EXCERPTED PASSAGE
________

Re: P.S.: [RML] the cost of gold: Freeport

Christophe Mailliet (christophe.mailliet at web.de)
Fri, 30 Dec 2005 10:36:57 +0100

Hi all,

First, thanks to Tsuh Yang for pointing out the article. I would imagine that the NY Times would not publish this type of information without double-checking it many times. Several groups have criticized Freeport in the past for its desastrous environmental record - it appears Freeport is trying to better itself, however a lot of damage has been done already which cannot be repaired. I understand that Indonesia is one of the most corrupt countries and therefore not much should be expected from the government there. In fact, government officials at all levels are often the first to break environmental laws and human rights. The Indonesian military is engaged in Papua to suppress pro-independence groups and they are not renowned for their friendliness - remember East Timor? West Papua (formerly Irian Jaya) was annected by Indonesia in 1962 (I think) after a bogus "vote" where a couple of dozens elders were rounded up and "decided" that Irian Jaya should belong to Indonesia, after having
been a Dutch colony. This vote was actually never considered legitimate (by UN standards). But hey, who cares? The thing is that Papua has just too much oil, timber, gold, copper, you name it, for Indonesia ever accepting it to become independent - although culturally and historically, New Guinea has nothing to do with Indonesia.

________

EXERCISE INSTRUCTIONS
Please pick up the mailing-list post above about Freeport and Papua right after its final sentence, and carry it on in the same voice.

PROVIDED MATERIAL
________

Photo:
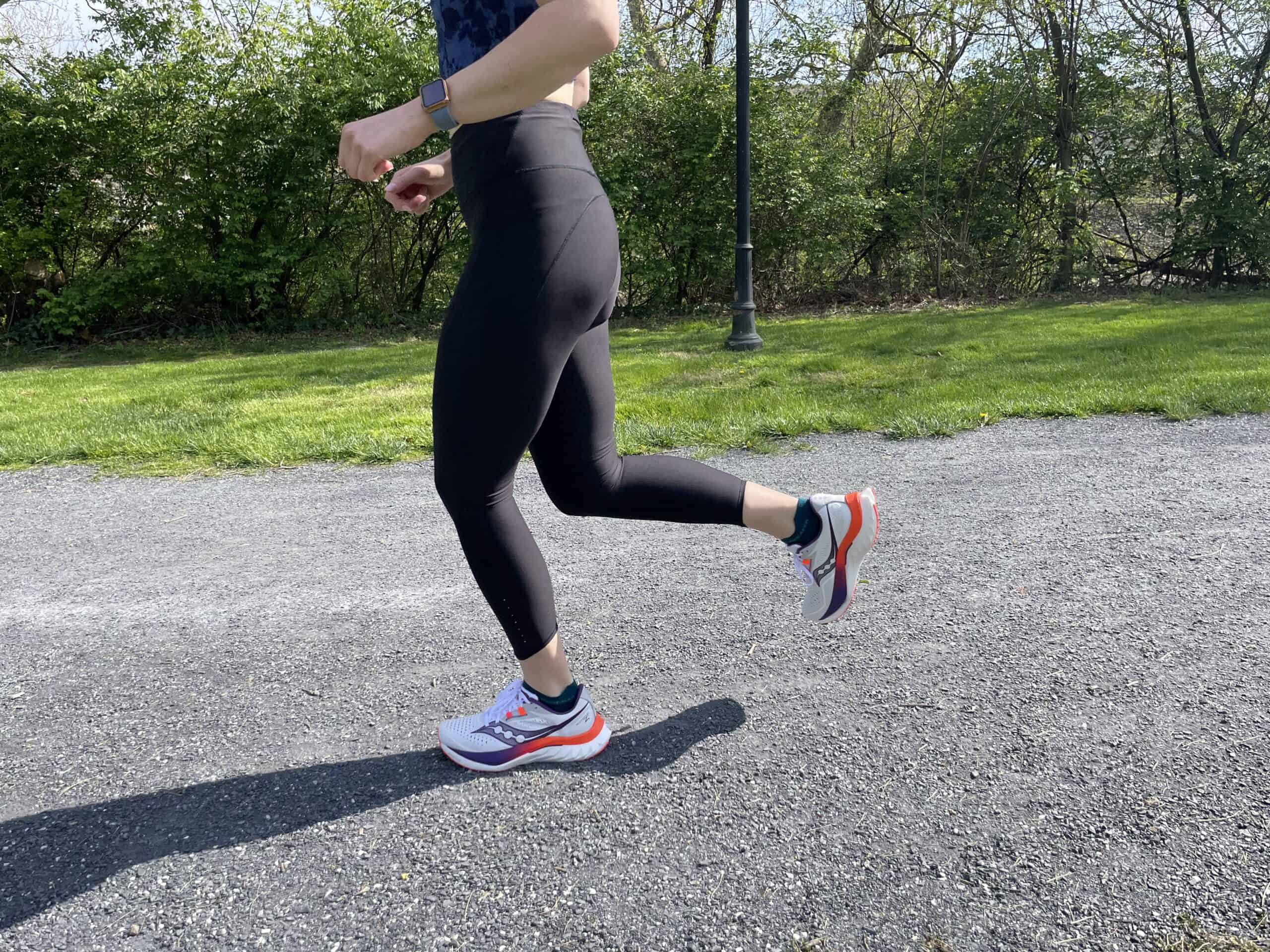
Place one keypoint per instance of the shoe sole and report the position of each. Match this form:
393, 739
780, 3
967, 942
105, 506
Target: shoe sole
553, 753
854, 549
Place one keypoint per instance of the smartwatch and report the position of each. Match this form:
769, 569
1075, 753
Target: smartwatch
436, 102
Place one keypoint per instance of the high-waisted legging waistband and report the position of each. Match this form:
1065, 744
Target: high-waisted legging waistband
493, 162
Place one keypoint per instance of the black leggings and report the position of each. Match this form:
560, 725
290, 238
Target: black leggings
522, 362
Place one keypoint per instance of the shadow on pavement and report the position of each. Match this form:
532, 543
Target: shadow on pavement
56, 855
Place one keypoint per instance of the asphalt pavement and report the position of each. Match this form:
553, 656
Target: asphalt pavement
1044, 724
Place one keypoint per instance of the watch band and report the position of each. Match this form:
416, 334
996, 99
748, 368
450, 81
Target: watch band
445, 121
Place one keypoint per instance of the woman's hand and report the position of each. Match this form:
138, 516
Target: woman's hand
366, 145
417, 187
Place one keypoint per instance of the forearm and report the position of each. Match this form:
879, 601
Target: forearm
556, 45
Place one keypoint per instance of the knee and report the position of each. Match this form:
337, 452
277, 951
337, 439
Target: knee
464, 490
584, 490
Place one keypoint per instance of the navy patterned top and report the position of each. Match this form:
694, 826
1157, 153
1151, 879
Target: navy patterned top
468, 30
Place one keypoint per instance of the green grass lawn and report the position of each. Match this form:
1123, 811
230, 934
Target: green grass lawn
145, 409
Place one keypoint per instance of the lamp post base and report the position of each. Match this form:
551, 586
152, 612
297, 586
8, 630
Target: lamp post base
743, 336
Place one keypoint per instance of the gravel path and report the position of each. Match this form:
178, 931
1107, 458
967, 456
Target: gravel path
1043, 725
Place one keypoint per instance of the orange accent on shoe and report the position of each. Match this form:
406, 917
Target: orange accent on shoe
558, 742
858, 521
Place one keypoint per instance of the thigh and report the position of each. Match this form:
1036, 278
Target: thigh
509, 333
577, 431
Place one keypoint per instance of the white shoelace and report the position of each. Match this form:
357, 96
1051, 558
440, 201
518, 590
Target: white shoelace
509, 699
804, 573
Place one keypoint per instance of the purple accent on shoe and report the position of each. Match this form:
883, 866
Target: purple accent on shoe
501, 757
840, 593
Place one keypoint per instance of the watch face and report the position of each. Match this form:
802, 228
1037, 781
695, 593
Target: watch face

________

RESULT OF THIS EXERCISE
Anyway, I have forwarded the link to a friend who lives in Timika and I am curious to see what he will say about it.

BTW Gerry Allen did publish a book on the freshwater fish of the Timika region ("Freeport-Town"), which was even partly (if not totally) financed by Freeport. He does not write much about the direct environmental effects, however between the lines, you can read that most fish disappear from the tailings deposition areas - except a couple of species like M. splendida rubrostriata, and a Craterocephalus (I believe nouhuysi) that can apparently handle the sediment load.

The region is home to M. goldiei, M. ogilbyi, M. spl. rubrostriata, Pseudomugil paskai, Ps. pellucidus, Ps. ivantsoffi, Ps. paludicola, Ps. paskai, and Ps. novaeguinae. There's a lot to be lost there.

Cheers,

Christophe

r_m_l at yahoogroups.com schrieb am 30.12.05 05:01:48:

Neil D. Anderson wrote:

> P.S. There are some interesting things relating to this topic in
> Freeport PTs 2004 /Economic, Social and Environmental Report /found
> at http://www.fcx.com/envir/wtsd/2004/intro2.htm (follow the links).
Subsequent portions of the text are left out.